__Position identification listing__
########

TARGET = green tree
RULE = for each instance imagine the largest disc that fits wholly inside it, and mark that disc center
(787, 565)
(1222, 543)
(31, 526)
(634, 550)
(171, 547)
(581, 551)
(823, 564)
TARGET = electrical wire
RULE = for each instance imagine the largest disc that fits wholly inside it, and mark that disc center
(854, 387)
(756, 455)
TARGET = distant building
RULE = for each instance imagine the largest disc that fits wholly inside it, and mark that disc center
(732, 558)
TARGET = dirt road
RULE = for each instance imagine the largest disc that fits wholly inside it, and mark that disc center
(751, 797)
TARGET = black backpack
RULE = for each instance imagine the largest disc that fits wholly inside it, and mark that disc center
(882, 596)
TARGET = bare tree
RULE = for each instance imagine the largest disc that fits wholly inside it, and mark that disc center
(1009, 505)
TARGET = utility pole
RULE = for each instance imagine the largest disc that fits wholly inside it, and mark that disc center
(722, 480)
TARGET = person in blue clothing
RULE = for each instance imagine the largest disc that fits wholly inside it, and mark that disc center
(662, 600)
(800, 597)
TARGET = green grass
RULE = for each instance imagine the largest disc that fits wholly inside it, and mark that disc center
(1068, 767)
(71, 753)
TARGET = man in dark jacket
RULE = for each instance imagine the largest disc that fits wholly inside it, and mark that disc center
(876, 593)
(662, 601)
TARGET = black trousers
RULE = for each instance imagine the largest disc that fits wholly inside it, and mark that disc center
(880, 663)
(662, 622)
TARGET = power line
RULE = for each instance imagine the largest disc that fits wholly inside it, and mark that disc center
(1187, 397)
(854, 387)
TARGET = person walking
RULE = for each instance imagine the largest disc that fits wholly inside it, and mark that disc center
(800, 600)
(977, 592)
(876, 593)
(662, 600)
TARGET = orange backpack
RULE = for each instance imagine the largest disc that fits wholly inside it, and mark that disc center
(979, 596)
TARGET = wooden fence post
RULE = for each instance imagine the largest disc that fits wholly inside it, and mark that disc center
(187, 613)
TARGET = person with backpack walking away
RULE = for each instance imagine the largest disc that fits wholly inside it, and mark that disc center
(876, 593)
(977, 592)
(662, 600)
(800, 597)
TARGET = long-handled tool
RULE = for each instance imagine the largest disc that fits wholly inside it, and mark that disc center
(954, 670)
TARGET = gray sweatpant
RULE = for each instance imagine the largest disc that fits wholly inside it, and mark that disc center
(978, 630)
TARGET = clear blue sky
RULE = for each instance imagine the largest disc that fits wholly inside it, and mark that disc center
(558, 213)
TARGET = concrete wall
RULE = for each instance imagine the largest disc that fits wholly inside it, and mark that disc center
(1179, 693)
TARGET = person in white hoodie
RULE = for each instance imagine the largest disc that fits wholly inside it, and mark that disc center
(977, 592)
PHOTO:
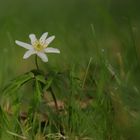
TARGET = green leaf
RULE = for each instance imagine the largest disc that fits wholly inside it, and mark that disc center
(18, 82)
(48, 83)
(41, 78)
(37, 94)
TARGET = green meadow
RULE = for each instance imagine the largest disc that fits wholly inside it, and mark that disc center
(91, 90)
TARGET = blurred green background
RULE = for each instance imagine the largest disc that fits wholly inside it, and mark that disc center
(83, 29)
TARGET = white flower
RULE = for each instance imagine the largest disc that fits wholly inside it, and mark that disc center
(38, 47)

########

Write out the listing above line for line, without any changes, and leave the pictures out of your copy.

__Written reply__
TARGET = green tree
RULE = for each instance imagine the largest disc that fits wholly inside it, and mark that disc center
(787, 565)
(1222, 543)
(31, 526)
(634, 550)
(171, 547)
(581, 551)
(823, 564)
TARGET = electrical wire
RULE = for each instance imagine the largest disc that fits wholly inside it, and mark that disc center
(854, 387)
(756, 455)
TARGET = distant building
RULE = for each instance imagine the largest disc that fits wholly inside it, and mark that disc center
(732, 558)
TARGET = dirt road
RULE = for each instance imagine the largest disc that fits wholly inside it, and mark that disc center
(751, 797)
TARGET = black backpack
RULE = for each instance imagine the largest disc that fits wholly inside it, and mark that disc center
(882, 596)
TARGET = bare tree
RULE = for each instance imagine the largest disc that fits wholly inside it, and mark that disc center
(1009, 505)
TARGET = utility pole
RULE = for each instance imagine the largest disc that fits wholly inside it, and mark that disc center
(722, 480)
TARGET = person in blue clothing
RULE = for each instance imagine the largest disc that fits wholly inside it, and mark that disc center
(662, 600)
(800, 597)
TARGET = green grass
RULE = for each instance imagine the largest disc that fits wholly inside it, and mark that disc center
(1068, 767)
(71, 753)
TARGET = man in dark jacket
RULE = for each instance imagine the largest disc that fits wholly inside it, and mark that disc center
(876, 593)
(662, 601)
TARGET = black trousers
RULE = for each instance imagine the largest disc that fits wholly inside it, and mark that disc center
(880, 663)
(662, 622)
TARGET = power line
RULE = for each instance imagine the largest disc that fits wholly inside it, and mark that disc center
(1187, 397)
(854, 387)
TARGET = person walking
RULE = for each instance imagine the largest disc that fits wholly inside it, and mark that disc center
(800, 600)
(977, 592)
(876, 593)
(662, 600)
TARGET = orange backpack
RULE = for each instance imagine the largest disc that fits wholly inside it, and mark that disc center
(979, 596)
TARGET = wooden fence post
RULE = for each instance imagine the largest disc that fits wholly inside it, and mark that disc center
(187, 613)
TARGET = person with backpack walking away
RULE = for each instance imagine the largest disc that fits wholly inside it, and mark that disc center
(876, 593)
(977, 592)
(662, 600)
(800, 597)
TARGET = long-handled tool
RULE = for each instance imagine the largest disc that fits wholly inside it, and mark that disc center
(954, 670)
TARGET = gray sweatpant
RULE = for each instance imagine the largest disc that fits wholly inside it, and mark that disc center
(978, 630)
TARGET = clear blue sky
RULE = for each instance imagine the largest disc that fits wholly inside it, and mark that disc center
(558, 213)
TARGET = concrete wall
RULE = for each instance imagine the largest disc that fits wholly inside it, and mark that disc center
(1179, 693)
TARGET = person in white hoodie
RULE = for each instance imagine the largest disc that fits wholly inside it, and mark that disc center
(977, 592)
PHOTO:
TARGET = green leaf
RULE = for each instance imagine the largest disc that fits wholly inside it, and mark that disc center
(18, 82)
(48, 83)
(41, 78)
(37, 94)
TARGET = green meadow
RULE = for each instance imagine the largest disc that fits wholly inside it, and mark that disc center
(91, 90)
TARGET = blurred green background
RULE = for each instance imagine the largest disc that fits wholly inside it, and mark that disc center
(83, 29)
TARGET = white flower
RULE = for each instance imagine the largest disc that fits wholly inside it, and mark that disc center
(38, 47)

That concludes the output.